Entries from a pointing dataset
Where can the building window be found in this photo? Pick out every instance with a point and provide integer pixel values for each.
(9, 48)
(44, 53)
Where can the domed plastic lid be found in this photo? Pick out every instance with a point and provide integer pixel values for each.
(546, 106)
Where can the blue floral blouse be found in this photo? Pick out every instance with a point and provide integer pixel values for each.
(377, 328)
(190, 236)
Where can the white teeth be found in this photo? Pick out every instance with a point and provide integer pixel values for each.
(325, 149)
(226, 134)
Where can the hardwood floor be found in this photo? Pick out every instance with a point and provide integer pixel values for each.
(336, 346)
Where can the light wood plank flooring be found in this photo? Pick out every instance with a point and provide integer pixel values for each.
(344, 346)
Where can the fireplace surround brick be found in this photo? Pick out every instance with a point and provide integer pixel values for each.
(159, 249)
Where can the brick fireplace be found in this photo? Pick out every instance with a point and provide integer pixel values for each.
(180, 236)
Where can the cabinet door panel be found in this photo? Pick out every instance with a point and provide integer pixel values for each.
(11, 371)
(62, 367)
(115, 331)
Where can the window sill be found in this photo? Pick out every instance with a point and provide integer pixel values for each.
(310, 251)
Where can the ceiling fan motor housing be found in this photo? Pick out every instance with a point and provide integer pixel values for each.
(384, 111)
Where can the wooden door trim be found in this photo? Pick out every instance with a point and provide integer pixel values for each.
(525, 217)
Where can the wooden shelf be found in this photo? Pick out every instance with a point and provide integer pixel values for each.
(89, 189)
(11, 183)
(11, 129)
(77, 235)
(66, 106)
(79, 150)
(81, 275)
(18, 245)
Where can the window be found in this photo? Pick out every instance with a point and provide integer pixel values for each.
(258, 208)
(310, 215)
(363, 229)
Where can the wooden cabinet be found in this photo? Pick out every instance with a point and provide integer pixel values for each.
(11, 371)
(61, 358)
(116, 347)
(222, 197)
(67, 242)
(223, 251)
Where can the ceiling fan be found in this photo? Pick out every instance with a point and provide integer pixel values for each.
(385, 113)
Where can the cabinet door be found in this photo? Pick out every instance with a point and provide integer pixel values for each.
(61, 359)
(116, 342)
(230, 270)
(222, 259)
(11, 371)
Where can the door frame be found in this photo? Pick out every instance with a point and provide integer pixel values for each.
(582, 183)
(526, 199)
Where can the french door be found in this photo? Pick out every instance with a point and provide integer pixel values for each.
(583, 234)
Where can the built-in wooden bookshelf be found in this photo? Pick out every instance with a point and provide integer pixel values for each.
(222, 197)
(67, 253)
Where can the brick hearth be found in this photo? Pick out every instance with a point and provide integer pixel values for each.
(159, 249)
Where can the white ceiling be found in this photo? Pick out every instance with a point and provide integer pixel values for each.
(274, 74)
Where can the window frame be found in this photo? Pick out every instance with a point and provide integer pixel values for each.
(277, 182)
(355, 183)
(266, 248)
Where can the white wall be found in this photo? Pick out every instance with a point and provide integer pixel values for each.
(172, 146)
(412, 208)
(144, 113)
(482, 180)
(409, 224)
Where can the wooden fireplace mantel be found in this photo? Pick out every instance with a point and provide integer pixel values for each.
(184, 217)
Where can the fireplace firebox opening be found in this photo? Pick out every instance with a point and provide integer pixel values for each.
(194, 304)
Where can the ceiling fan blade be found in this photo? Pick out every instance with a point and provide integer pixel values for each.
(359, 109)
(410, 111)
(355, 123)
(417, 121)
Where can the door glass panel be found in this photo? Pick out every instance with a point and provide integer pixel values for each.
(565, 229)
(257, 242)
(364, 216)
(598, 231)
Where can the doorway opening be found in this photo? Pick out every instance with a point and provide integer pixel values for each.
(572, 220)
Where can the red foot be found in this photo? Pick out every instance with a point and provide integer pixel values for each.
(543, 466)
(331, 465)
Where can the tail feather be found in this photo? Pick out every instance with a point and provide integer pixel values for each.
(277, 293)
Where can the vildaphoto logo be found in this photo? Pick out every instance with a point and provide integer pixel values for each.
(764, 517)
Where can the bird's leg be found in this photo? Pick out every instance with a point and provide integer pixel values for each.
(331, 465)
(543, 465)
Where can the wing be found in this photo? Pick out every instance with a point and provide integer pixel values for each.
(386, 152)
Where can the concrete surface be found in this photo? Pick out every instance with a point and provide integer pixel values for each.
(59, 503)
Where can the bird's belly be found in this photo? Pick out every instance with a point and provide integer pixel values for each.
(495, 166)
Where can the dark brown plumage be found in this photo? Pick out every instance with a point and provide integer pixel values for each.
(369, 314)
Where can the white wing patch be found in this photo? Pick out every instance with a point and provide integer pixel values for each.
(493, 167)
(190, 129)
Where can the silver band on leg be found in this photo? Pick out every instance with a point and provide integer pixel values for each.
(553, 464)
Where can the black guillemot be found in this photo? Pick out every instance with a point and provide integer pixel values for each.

**STATED GOAL**
Return every record above exactly as it appears.

**SOLUTION**
Where can the building window be found in this photo? Pick out every instance with a point and provide integer pixel values for each.
(9, 48)
(44, 53)
Where can the domed plastic lid be found in this photo? Pick out every instance with a point and provide integer pixel values for each.
(546, 106)
Where can the blue floral blouse be found in this photo? Pick out every instance with a point and provide integer pixel values for each.
(377, 328)
(190, 236)
Where can the white teeth be found in this photo? Pick out every instance with a point and provide integer pixel values for each.
(325, 149)
(226, 134)
Where can the hardwood floor be found in this photo? Pick out every instance with a point and provide integer pixel values for each.
(336, 346)
Where can the light wood plank flooring be found in this photo? Pick out every instance with a point and provide integer pixel values for each.
(344, 346)
Where can the fireplace surround brick be found in this photo? Pick out every instance with a point and provide integer pixel values for each.
(159, 249)
Where can the brick fireplace be found in this photo? Pick out every instance with a point and provide integer pixel values for each.
(180, 236)
Where can the cabinet door panel be found in this photo? Pick out every instance with a point and provide integer pixel values for each.
(11, 371)
(62, 367)
(115, 331)
Where can the window sill be found in this photo? Pick out every instance with a point and provide integer pixel values for each.
(310, 251)
Where can the ceiling fan motor housing be found in this photo? Pick out every instance with a point and provide integer pixel values for each.
(384, 111)
Where can the wooden door trim be found in this photo? Pick out every instance with a point and provide integer pixel values for each.
(525, 217)
Where can the wooden shelf be found in this photo? Pick out every instance with a point and provide integer pixel values for each.
(89, 189)
(11, 183)
(11, 129)
(77, 235)
(66, 106)
(79, 150)
(81, 275)
(18, 245)
Where can the window be found in this photo? Pick out every instance with a point and provide integer pixel values for each.
(258, 208)
(310, 215)
(363, 229)
Where can the wooden cabinet be found in this photo? Pick out every instance with a point and provide integer pixel values for each.
(11, 371)
(61, 358)
(116, 347)
(222, 197)
(67, 242)
(223, 251)
Where can the ceiling fan be found in this photo? Pick out every instance with a point and provide integer pixel values for each.
(385, 113)
Where can the cabinet door be found in this photo? Pick out every instance with a point and provide integer pixel values for each.
(61, 359)
(116, 342)
(230, 270)
(222, 259)
(11, 371)
Where can the door frame be found in this photo? Pick out every instance with a point and provide integer pixel values for each.
(582, 183)
(526, 199)
Where can the french door be found in this photo? Pick out every instance with a point and provide integer pixel values for each.
(583, 234)
Where can the built-in wooden bookshelf be found in this photo? Pick out every instance with a point and provide integer pixel values for each.
(222, 197)
(67, 253)
Where can the brick hearth be found in this photo? Pick out every instance with a point and provide integer pixel values for each.
(159, 249)
Where can the white ceiling be found in this photo? Pick out every instance with a point and provide integer pixel values for each.
(274, 74)
Where can the window frame be found in this photo? Pick out every instance with a point and provide integer pixel values for each.
(277, 182)
(355, 183)
(266, 248)
Where can the white wall be found in this photo? Pick out every instance with a point and provide integer pixel values for each.
(172, 146)
(412, 208)
(144, 113)
(482, 180)
(409, 224)
Where can the wooden fireplace mantel be found in this photo? Pick out every instance with a point and provide integer pixel values for each.
(184, 217)
Where can the fireplace firebox opening be found in this photo? Pick out every instance with a point and provide integer pixel values for each.
(194, 304)
Where can the ceiling fan blade be found in this photo? Pick out every instance with a point and provide integer pixel values for each.
(359, 109)
(410, 111)
(355, 123)
(417, 121)
Where can the door glass panel be found in this photo? Pick out every instance with a point and provide integer pixel values for each.
(565, 229)
(257, 242)
(364, 216)
(598, 231)
Where can the doorway opening be found in this photo? Pick out every instance with a point and provide integer pixel values for each.
(572, 220)
Where can the red foot be found in this photo? Pick out every instance with a point and provide integer pixel values for each.
(543, 466)
(331, 465)
Where can the tail feather be found in this photo? Pick out every instance with a point and provide integer pixel values for each.
(277, 293)
Where can the vildaphoto logo be found in this photo? Pick out every instance with a point and provide integer pixel values for each.
(764, 517)
Where can the bird's leg be found in this photo? Pick out every instance with a point and provide integer pixel values for each.
(331, 465)
(543, 465)
Where can the wing be found in this photo? Pick out every instance with a point and provide integer pixel values for each.
(386, 152)
Where can the concrete surface be found in this photo? Pick out every instance with a point and provide integer pixel values for each.
(59, 503)
Where can the bird's belly be found in this photo? Pick out every instance with a point and provide integer pixel values for each.
(495, 166)
Where can the dark brown plumage be found in this photo? Pick out every instance with a point and provide integer pixel values for each.
(369, 314)
Where can the white wing patch be found in this photo? Pick out every instance with a point and provide integer pixel values for each.
(493, 167)
(190, 129)
Where can the silver band on leg be found in this photo? Pick out every instance with a point and provide integer pixel values for each.
(553, 464)
Where can the black guillemot be found in this photo? Pick out every instance with a point and provide integer pixel values for each.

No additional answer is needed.